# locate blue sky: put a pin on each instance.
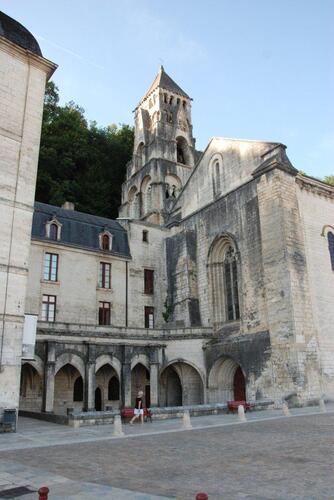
(260, 69)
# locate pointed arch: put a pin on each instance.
(223, 272)
(68, 358)
(181, 383)
(183, 155)
(226, 381)
(108, 359)
(140, 155)
(145, 191)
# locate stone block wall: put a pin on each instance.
(316, 203)
(22, 82)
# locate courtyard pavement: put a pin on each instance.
(268, 457)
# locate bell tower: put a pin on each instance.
(163, 154)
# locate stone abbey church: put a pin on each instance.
(215, 283)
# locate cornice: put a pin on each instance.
(27, 56)
(315, 186)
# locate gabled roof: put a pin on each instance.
(79, 229)
(164, 81)
(18, 34)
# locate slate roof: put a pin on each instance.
(79, 229)
(16, 33)
(164, 81)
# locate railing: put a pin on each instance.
(84, 330)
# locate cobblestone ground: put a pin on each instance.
(284, 458)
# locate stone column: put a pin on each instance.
(89, 382)
(49, 378)
(89, 386)
(154, 383)
(126, 384)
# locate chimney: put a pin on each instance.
(68, 205)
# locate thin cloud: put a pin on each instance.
(68, 51)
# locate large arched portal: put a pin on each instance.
(226, 381)
(31, 389)
(140, 381)
(68, 390)
(98, 399)
(180, 385)
(108, 382)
========================================
TASK GOAL: Turn every line of the entries above into a numbered list, skipping any blank lines, and leave the picture out.

ANSWER TO THIS EXERCISE:
1. # locate blue sky: put a pin on each instance.
2. (260, 69)
3. # locate pointed arch: put a pin on each instance.
4. (223, 272)
5. (68, 358)
6. (181, 383)
7. (183, 155)
8. (226, 381)
9. (108, 359)
10. (140, 155)
11. (145, 191)
12. # locate stone block wall: put a pin on each instance.
13. (316, 203)
14. (22, 82)
15. # locate courtyard pavement: put a pin on each instance.
16. (268, 457)
17. # locate bell tower: put a pin on each instance.
18. (163, 154)
19. # locate stone abbey church: put a pin on each instance.
20. (215, 283)
21. # locate cornice: put a pin on each instance.
22. (27, 56)
23. (315, 186)
24. # locate gabled roof: put a pin on each instance.
25. (79, 229)
26. (164, 81)
27. (18, 34)
28. # locate slate roof: put a pin on each instance.
29. (79, 229)
30. (16, 33)
31. (164, 81)
32. # locate railing: put a pin on each instance.
33. (84, 330)
34. # locate cobblestone ground: put a pin on each instance.
35. (284, 458)
36. # locate stone column: put a pin on each instance.
37. (89, 382)
38. (49, 378)
39. (89, 386)
40. (154, 383)
41. (126, 384)
42. # locate chimney: put a pin on each instance.
43. (68, 205)
44. # locate thin cloud: put a pin on each instance.
45. (68, 51)
46. # locate large arched portal: put a pin on each instance.
47. (226, 381)
48. (31, 389)
49. (140, 381)
50. (68, 390)
51. (98, 399)
52. (180, 385)
53. (108, 382)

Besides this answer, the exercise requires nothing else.